> _SET TASK A_
Locate every row below that contains the string "stem", and copy each of those rows.

> _EXCERPT TO READ_
— Begin —
Outlaw Breed is not a political thriller. First published in 1936 under the title Black Automatic, it was written by a Buckeye known as the "Zane Grey of the Canadian Northwest." Starring Noel Irving, ex-RCMP, the action begins with a murder in Winnipeg, moves on to Fort McMurray, and then the Northwest Territories.


The Woman's Harvest
Anna Floyd
London: T. Werner Laurie, 1916

An obscure novel by a forgotten English writer, set in England in and around the time of the Great War, The Woman's Harvest has nothing whatsoever to do with Canada, yet I was drawn to it after reading Brad Bigelow's Neglected Books review. I just had to read it, but not a one was listed for sale online. Worse still, the nearest copy is found in the National Library of Scotland. Brad was generous in giving me his. I'll say no more because Brad's review says it all. You'll want to read it, too.
— End —
> _DATASET_
— Begin —
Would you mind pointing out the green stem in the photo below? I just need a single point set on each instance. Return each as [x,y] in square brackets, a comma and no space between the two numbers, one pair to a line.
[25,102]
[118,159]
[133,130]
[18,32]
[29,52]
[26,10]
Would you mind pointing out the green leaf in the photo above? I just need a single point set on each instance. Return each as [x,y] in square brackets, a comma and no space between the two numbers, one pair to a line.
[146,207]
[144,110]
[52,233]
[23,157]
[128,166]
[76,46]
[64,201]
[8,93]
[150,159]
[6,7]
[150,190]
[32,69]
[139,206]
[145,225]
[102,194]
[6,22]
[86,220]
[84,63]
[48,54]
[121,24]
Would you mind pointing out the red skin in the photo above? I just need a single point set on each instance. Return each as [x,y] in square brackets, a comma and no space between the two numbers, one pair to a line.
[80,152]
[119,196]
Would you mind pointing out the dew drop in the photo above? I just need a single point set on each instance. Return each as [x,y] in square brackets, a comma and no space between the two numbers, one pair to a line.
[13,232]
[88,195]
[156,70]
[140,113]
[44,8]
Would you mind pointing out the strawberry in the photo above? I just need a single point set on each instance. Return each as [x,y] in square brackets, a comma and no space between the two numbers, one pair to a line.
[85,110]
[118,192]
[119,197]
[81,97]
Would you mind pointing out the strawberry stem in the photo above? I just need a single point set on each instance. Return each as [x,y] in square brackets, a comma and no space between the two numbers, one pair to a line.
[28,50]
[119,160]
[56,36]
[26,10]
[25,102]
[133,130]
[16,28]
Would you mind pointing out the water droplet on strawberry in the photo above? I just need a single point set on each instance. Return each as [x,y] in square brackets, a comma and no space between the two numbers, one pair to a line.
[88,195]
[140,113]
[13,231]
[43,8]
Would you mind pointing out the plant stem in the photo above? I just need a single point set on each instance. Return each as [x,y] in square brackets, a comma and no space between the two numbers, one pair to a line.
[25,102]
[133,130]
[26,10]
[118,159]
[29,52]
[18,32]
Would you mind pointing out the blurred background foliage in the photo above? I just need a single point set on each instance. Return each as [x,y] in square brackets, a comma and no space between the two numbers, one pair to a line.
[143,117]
— End —
> _SET TASK B_
Print the book notes above in full, word for word.

> _TASK RESULT A_
Would you mind pointing out the green stem in the photo below? I just need a single point set on each instance. Return each as [x,y] in square brackets, a comma and no space between the two numbers, one pair to a line.
Would you mind pointing out the strawberry stem in the photo above? I just need a single point set on each instance. Return each as [x,y] in square brackets, a comma and no space between the two numbers, one pair to a line.
Would you mind pointing out the plant stem in the photo above? I just need a single point set on each instance. Return each as [x,y] in square brackets, a comma and no space between the two numbers, one pair to a line.

> _TASK RESULT B_
Outlaw Breed is not a political thriller. First published in 1936 under the title Black Automatic, it was written by a Buckeye known as the "Zane Grey of the Canadian Northwest." Starring Noel Irving, ex-RCMP, the action begins with a murder in Winnipeg, moves on to Fort McMurray, and then the Northwest Territories.


The Woman's Harvest
Anna Floyd
London: T. Werner Laurie, 1916

An obscure novel by a forgotten English writer, set in England in and around the time of the Great War, The Woman's Harvest has nothing whatsoever to do with Canada, yet I was drawn to it after reading Brad Bigelow's Neglected Books review. I just had to read it, but not a one was listed for sale online. Worse still, the nearest copy is found in the National Library of Scotland. Brad was generous in giving me his. I'll say no more because Brad's review says it all. You'll want to read it, too.